§ **DATA**:
┏━━

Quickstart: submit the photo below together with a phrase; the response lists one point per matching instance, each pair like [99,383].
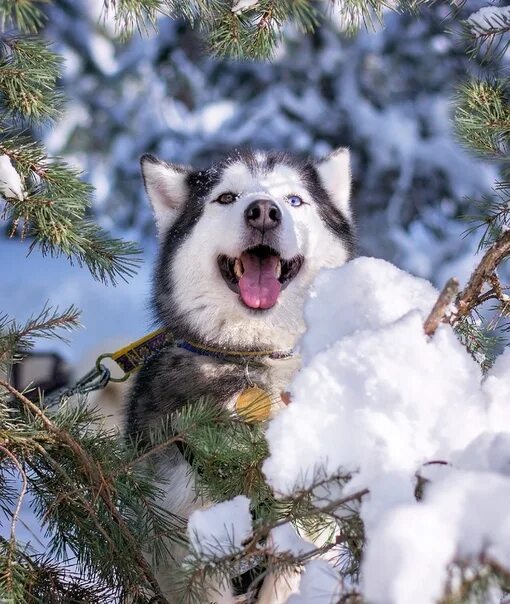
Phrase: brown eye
[226,198]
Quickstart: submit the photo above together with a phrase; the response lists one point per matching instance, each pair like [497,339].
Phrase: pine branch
[16,339]
[482,117]
[24,15]
[251,30]
[28,74]
[52,212]
[93,504]
[470,297]
[488,32]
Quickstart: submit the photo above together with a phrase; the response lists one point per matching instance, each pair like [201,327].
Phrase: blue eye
[295,201]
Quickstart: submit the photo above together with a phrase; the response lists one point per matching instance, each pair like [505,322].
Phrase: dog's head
[242,240]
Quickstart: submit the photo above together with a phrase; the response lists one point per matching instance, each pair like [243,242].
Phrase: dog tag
[253,404]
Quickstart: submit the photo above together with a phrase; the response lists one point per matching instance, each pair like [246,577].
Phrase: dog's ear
[166,186]
[335,174]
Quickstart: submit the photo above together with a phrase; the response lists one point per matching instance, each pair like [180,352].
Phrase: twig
[15,515]
[438,312]
[484,273]
[97,480]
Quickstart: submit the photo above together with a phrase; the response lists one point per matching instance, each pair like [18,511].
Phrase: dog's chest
[273,376]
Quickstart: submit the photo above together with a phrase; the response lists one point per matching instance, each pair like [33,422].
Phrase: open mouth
[259,275]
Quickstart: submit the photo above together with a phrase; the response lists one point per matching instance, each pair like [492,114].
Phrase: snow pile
[489,17]
[10,180]
[221,529]
[378,399]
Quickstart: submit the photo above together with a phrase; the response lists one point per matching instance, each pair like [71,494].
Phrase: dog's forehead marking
[281,179]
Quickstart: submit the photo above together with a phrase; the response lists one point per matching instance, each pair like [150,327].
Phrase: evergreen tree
[91,490]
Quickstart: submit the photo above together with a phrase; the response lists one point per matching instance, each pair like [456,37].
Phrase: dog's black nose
[263,215]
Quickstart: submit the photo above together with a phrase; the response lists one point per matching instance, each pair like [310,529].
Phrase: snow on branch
[489,29]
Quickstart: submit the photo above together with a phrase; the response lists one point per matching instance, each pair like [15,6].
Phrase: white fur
[215,311]
[335,173]
[167,191]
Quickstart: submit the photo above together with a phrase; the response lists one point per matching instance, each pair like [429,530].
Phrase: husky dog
[240,244]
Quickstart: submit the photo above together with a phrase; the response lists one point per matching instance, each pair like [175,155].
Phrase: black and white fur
[194,301]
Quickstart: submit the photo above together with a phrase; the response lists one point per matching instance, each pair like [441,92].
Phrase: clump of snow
[285,538]
[364,294]
[241,5]
[11,185]
[319,584]
[378,400]
[488,17]
[464,515]
[222,528]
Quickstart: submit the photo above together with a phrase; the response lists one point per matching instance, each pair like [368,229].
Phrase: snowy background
[386,94]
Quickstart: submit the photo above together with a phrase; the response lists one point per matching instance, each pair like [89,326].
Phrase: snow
[285,538]
[11,185]
[488,16]
[359,297]
[241,5]
[222,528]
[377,399]
[319,584]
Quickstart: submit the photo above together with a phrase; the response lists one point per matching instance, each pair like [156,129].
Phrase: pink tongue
[259,286]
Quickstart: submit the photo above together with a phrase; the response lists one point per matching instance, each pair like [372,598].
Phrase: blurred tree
[90,490]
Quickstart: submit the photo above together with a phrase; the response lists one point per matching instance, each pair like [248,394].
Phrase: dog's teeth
[238,268]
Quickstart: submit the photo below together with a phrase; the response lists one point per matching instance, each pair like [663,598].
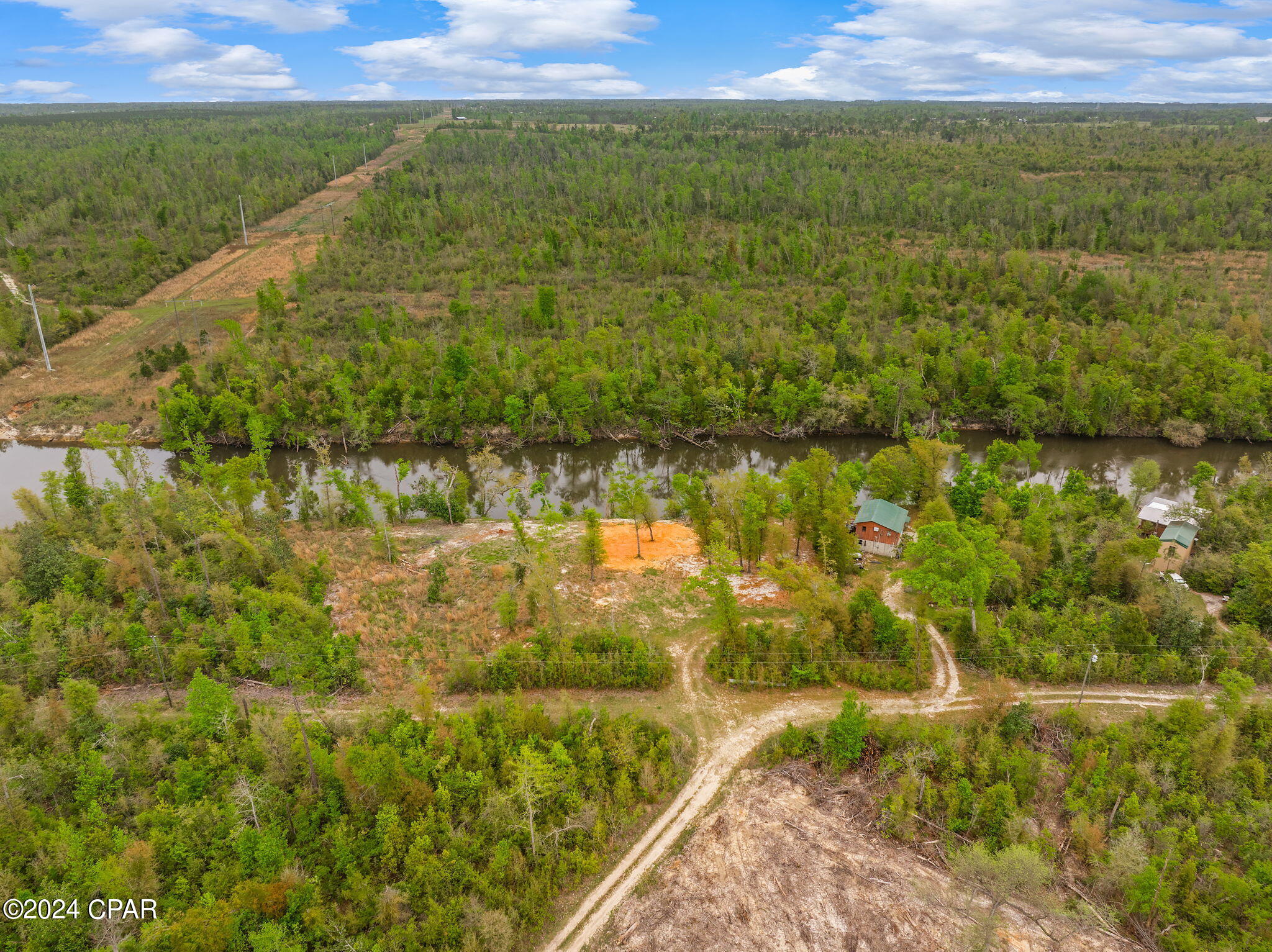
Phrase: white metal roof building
[1156,512]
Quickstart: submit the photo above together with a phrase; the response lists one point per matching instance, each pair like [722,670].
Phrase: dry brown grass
[97,365]
[401,636]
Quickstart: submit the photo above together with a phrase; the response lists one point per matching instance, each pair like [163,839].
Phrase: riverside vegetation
[458,830]
[840,270]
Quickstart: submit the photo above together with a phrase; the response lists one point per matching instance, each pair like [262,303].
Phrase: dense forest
[101,206]
[681,279]
[1159,824]
[396,830]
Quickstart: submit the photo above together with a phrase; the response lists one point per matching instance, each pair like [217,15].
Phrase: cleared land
[94,370]
[775,868]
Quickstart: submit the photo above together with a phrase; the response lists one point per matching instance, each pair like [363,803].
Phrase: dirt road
[729,751]
[96,371]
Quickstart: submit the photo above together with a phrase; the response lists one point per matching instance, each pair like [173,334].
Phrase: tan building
[879,527]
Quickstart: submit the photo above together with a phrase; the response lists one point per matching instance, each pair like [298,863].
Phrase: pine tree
[592,547]
[846,733]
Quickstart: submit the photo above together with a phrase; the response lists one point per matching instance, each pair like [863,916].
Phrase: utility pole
[243,222]
[163,671]
[1091,660]
[919,642]
[40,329]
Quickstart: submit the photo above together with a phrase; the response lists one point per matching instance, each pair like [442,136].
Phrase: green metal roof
[1182,533]
[886,514]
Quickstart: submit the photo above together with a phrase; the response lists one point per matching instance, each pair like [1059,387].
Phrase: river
[580,473]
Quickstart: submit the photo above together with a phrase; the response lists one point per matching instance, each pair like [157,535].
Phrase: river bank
[581,473]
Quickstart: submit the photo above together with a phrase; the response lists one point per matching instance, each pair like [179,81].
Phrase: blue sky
[1038,50]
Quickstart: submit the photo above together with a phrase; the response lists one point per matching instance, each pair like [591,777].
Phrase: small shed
[1154,516]
[1174,546]
[879,527]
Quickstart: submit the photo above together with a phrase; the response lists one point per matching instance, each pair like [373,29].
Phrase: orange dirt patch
[672,540]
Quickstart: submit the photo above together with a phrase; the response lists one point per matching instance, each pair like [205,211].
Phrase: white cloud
[144,39]
[373,92]
[479,51]
[41,91]
[542,24]
[284,16]
[990,48]
[233,71]
[193,66]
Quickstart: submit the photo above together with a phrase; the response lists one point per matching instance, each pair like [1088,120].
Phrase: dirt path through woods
[720,758]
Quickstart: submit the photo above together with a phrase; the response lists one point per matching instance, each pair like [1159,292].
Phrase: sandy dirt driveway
[730,750]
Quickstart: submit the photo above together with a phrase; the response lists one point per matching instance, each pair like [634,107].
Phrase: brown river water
[580,473]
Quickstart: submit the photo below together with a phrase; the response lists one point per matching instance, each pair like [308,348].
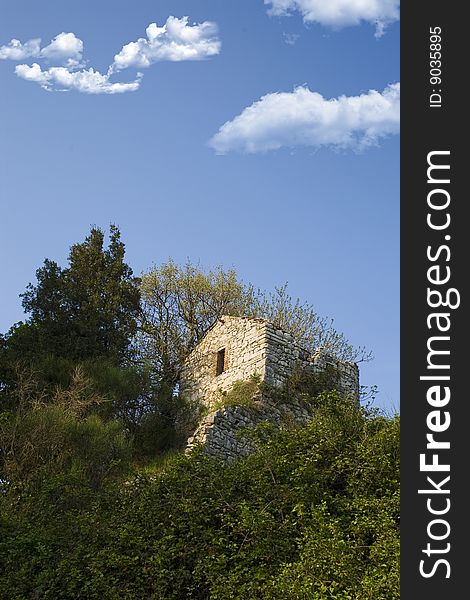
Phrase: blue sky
[318,209]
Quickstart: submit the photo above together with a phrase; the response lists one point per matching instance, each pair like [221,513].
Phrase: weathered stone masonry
[235,349]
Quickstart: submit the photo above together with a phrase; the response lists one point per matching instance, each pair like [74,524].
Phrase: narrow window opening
[220,362]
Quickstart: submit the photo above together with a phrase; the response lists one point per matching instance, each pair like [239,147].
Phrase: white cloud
[87,81]
[340,13]
[15,50]
[65,48]
[306,118]
[174,41]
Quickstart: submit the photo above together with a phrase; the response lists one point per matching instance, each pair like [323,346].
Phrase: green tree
[181,303]
[89,308]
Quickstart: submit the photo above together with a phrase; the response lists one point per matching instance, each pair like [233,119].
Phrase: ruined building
[235,349]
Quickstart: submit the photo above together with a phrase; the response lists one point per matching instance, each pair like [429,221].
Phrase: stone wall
[250,346]
[244,342]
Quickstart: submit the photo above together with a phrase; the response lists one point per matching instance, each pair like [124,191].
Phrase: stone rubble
[251,346]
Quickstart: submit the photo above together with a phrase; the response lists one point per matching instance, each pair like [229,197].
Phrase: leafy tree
[89,308]
[180,304]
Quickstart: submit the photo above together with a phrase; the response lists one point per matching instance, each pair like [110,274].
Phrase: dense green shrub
[313,514]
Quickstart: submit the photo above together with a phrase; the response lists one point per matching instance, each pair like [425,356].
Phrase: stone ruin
[235,349]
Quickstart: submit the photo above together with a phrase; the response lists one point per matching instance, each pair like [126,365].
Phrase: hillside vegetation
[97,498]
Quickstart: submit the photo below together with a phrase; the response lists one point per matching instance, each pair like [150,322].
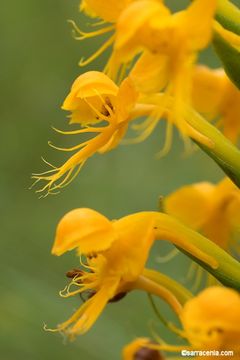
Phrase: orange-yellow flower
[116,254]
[210,322]
[94,99]
[212,209]
[217,98]
[168,45]
[108,10]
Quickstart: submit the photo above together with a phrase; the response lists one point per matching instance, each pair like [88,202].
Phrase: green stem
[210,256]
[228,15]
[223,152]
[181,293]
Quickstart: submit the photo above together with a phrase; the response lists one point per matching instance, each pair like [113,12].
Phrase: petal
[89,85]
[135,238]
[151,72]
[126,99]
[133,27]
[191,204]
[108,10]
[85,229]
[213,306]
[208,90]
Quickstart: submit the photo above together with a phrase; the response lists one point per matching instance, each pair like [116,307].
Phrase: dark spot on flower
[74,273]
[105,110]
[118,297]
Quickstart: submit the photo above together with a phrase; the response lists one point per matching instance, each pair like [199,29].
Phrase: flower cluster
[153,74]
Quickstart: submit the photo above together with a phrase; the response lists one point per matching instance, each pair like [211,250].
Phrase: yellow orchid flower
[93,99]
[216,97]
[212,209]
[210,323]
[169,45]
[116,253]
[108,10]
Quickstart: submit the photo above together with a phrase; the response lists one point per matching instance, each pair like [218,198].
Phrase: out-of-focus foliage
[38,63]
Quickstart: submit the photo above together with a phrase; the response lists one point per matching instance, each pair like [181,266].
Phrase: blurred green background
[38,64]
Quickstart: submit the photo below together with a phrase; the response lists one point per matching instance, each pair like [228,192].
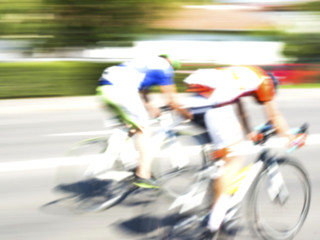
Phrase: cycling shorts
[223,126]
[125,104]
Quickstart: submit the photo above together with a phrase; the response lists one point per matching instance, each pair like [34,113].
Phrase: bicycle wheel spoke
[282,216]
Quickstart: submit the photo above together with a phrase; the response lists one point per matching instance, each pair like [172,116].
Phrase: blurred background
[62,46]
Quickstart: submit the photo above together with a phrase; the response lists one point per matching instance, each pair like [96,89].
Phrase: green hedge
[48,79]
[45,79]
[63,78]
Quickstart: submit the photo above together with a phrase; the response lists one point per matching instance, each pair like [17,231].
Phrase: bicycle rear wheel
[280,219]
[90,180]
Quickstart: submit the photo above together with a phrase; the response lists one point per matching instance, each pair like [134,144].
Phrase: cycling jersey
[119,87]
[222,86]
[139,74]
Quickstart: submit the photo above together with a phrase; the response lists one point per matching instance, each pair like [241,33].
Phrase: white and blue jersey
[139,74]
[119,86]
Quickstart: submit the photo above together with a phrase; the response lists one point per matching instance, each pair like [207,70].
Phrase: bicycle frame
[122,149]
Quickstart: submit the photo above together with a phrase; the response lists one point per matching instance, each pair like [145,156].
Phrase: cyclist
[216,90]
[119,88]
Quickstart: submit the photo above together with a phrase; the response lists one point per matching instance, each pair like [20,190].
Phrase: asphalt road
[35,133]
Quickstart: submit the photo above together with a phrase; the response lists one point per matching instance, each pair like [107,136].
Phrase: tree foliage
[80,23]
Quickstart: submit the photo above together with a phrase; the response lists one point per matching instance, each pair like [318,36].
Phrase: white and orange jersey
[221,86]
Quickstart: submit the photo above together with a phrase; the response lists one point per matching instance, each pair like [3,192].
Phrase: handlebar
[264,132]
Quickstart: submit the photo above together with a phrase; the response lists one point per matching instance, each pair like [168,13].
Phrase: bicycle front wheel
[92,179]
[280,217]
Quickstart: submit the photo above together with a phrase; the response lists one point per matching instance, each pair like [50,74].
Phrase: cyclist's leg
[130,109]
[225,131]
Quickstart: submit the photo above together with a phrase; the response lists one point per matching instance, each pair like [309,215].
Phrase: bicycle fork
[276,186]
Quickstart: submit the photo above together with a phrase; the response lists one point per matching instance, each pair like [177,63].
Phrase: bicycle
[102,168]
[269,186]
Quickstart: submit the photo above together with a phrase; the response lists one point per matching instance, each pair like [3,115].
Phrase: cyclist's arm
[170,94]
[277,119]
[243,117]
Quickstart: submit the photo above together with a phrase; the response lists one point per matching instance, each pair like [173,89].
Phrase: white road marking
[313,139]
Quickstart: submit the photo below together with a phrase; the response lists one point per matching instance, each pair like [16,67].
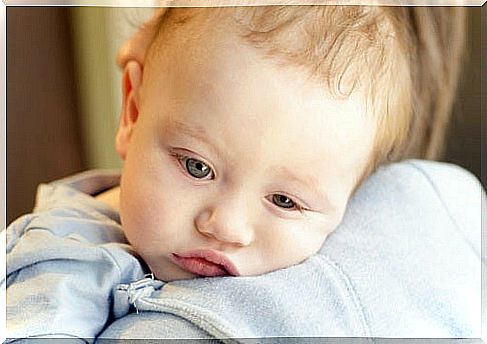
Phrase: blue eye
[283,201]
[197,168]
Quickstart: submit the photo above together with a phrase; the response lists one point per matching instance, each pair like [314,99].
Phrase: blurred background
[63,95]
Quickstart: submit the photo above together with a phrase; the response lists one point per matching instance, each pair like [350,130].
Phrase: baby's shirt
[405,262]
[64,260]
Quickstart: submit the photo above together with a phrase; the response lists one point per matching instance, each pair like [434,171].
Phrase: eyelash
[182,160]
[297,205]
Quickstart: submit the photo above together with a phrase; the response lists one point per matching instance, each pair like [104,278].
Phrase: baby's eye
[197,168]
[283,202]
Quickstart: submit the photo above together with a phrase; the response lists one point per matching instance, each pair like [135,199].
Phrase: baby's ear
[131,84]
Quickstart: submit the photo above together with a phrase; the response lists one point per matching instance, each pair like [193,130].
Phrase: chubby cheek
[286,246]
[146,209]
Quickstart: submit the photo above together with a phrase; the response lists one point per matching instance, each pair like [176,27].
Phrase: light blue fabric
[405,262]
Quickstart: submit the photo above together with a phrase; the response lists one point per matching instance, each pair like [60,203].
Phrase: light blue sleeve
[61,271]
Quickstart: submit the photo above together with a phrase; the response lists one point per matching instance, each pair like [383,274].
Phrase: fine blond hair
[406,59]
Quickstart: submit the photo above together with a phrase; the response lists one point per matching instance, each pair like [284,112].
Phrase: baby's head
[250,128]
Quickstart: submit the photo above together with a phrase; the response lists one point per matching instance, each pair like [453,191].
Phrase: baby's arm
[61,273]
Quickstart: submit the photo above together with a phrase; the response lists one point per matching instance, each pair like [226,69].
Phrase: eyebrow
[309,183]
[194,131]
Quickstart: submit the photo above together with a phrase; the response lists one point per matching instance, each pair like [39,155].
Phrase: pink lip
[209,263]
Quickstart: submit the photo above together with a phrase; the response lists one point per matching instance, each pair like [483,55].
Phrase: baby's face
[235,165]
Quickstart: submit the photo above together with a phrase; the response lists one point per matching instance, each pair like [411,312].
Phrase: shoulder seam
[353,293]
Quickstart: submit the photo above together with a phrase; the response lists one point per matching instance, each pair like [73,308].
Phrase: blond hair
[407,59]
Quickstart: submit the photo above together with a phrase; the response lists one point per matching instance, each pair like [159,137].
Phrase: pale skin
[231,153]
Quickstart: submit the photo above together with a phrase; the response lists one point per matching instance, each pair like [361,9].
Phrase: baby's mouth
[207,263]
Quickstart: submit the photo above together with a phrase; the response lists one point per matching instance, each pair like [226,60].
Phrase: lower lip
[200,266]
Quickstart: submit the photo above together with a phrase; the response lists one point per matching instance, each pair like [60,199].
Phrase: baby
[249,128]
[244,133]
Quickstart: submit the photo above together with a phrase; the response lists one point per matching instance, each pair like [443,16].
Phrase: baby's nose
[225,225]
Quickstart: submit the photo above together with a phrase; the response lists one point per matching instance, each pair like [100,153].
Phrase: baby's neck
[110,197]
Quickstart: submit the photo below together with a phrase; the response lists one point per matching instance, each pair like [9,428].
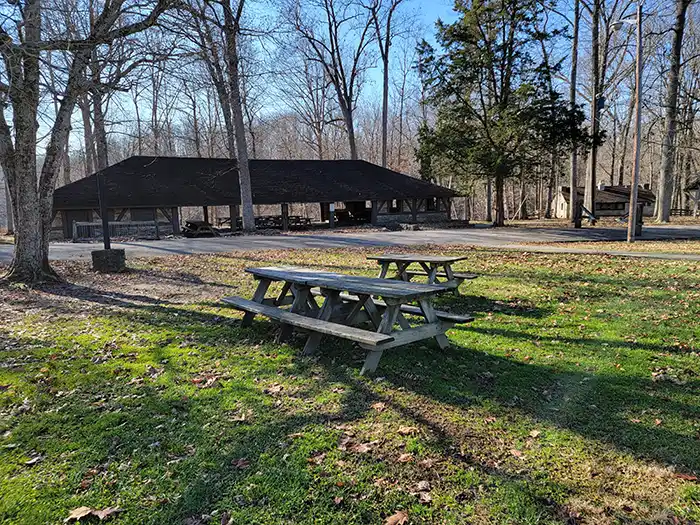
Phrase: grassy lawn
[574,398]
[688,246]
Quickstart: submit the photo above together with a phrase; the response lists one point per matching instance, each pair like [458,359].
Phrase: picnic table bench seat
[351,333]
[407,309]
[456,275]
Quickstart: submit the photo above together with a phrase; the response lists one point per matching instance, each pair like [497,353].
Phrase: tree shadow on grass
[169,454]
[615,409]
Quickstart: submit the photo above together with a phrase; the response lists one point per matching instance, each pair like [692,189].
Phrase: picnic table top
[417,257]
[355,284]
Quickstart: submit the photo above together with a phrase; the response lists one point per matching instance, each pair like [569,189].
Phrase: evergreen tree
[497,113]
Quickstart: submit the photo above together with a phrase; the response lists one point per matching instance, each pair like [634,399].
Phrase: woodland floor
[573,398]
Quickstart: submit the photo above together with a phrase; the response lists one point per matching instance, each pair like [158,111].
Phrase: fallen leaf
[398,518]
[405,458]
[33,461]
[423,486]
[241,464]
[274,389]
[106,513]
[687,477]
[317,459]
[78,513]
[360,448]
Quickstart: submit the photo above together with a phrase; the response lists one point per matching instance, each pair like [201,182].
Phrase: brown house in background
[610,201]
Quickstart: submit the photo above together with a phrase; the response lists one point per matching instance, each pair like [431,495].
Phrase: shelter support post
[103,210]
[285,217]
[175,218]
[234,213]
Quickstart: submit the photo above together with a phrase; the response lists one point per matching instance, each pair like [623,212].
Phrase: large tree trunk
[665,192]
[500,199]
[590,189]
[573,162]
[231,31]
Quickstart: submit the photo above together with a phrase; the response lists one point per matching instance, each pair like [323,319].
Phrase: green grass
[686,246]
[574,398]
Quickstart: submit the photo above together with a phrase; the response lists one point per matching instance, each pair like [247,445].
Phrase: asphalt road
[481,236]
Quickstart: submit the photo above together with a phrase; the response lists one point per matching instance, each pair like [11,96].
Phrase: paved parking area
[511,237]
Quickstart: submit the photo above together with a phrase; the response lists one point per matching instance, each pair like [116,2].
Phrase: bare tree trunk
[665,190]
[231,30]
[87,133]
[625,137]
[590,190]
[500,199]
[573,162]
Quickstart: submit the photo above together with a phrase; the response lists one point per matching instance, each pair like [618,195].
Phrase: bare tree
[343,22]
[383,12]
[22,44]
[668,150]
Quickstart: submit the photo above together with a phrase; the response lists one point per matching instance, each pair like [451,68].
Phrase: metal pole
[101,193]
[632,224]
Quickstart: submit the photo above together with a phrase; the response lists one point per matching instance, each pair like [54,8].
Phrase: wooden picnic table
[434,267]
[348,303]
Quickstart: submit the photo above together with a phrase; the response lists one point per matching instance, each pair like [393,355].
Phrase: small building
[151,192]
[610,201]
[692,190]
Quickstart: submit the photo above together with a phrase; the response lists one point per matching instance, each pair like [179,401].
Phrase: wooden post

┗━━

§ **YOUR ASSIGNMENT**: Once the line with "Phrase: baby's nose" is found above, transcribe each line from it through the line with "pair like [623,212].", exactly, and omit the pictures.

§ **TASK SOLUTION**:
Phrase: baby's nose
[225,225]
Quickstart: submit the photo above together with a phrase; the response lists one point per matching instance, each pair like [100,153].
Phrase: baby's neck
[110,197]
Quickstart: submit the photo below together with a phrase; the response lists one point per matching instance, each pair like [9,428].
Phrase: grassy lawn
[574,398]
[688,246]
Quickstart: submit the photo above together with a phrase; the response lists one point per matching instance, each pair like [458,359].
Phrase: picnic table bench seat
[351,333]
[407,309]
[456,275]
Quickstart: submit the photo above together with a phrase; the response lists one point per matching instance, each pair like [497,353].
Phrase: tree shadow on grass
[169,454]
[615,409]
Quickstart: submit the photo above together with a phrase; the response lists one point per matching instance, each pair like [692,189].
Phrase: picnic table top
[417,257]
[355,284]
Quickstart: submit the photo above together with a phrase; the response lists one point per matching instance, each pair like [569,189].
Phrase: evergreen tree
[497,113]
Quickstart: submit the photo above together with a phrase; the response lists one point per matching instance, each pair like [634,399].
Phrase: woodland floor
[573,398]
Quickstart: submit the photo above together with a phrase; the response lists one point per matching instance, each pair like [158,111].
Phrase: fallen leaf
[398,518]
[405,458]
[33,461]
[423,486]
[241,464]
[274,389]
[106,513]
[687,477]
[317,459]
[78,513]
[360,448]
Quickstart: submit the photo above together with a phrase; the response lists one point per matching instance, each pair like [201,182].
Phrase: brown house in background
[610,201]
Quickstart: submit the photo above together with a phrase; the response lists one point per matching instance, each pair like [431,495].
Phrase: shelter support post
[103,210]
[285,217]
[175,218]
[234,213]
Quickstart: submit the photo above together with a phrase; the response lists one point per matching instance, each pair like [623,212].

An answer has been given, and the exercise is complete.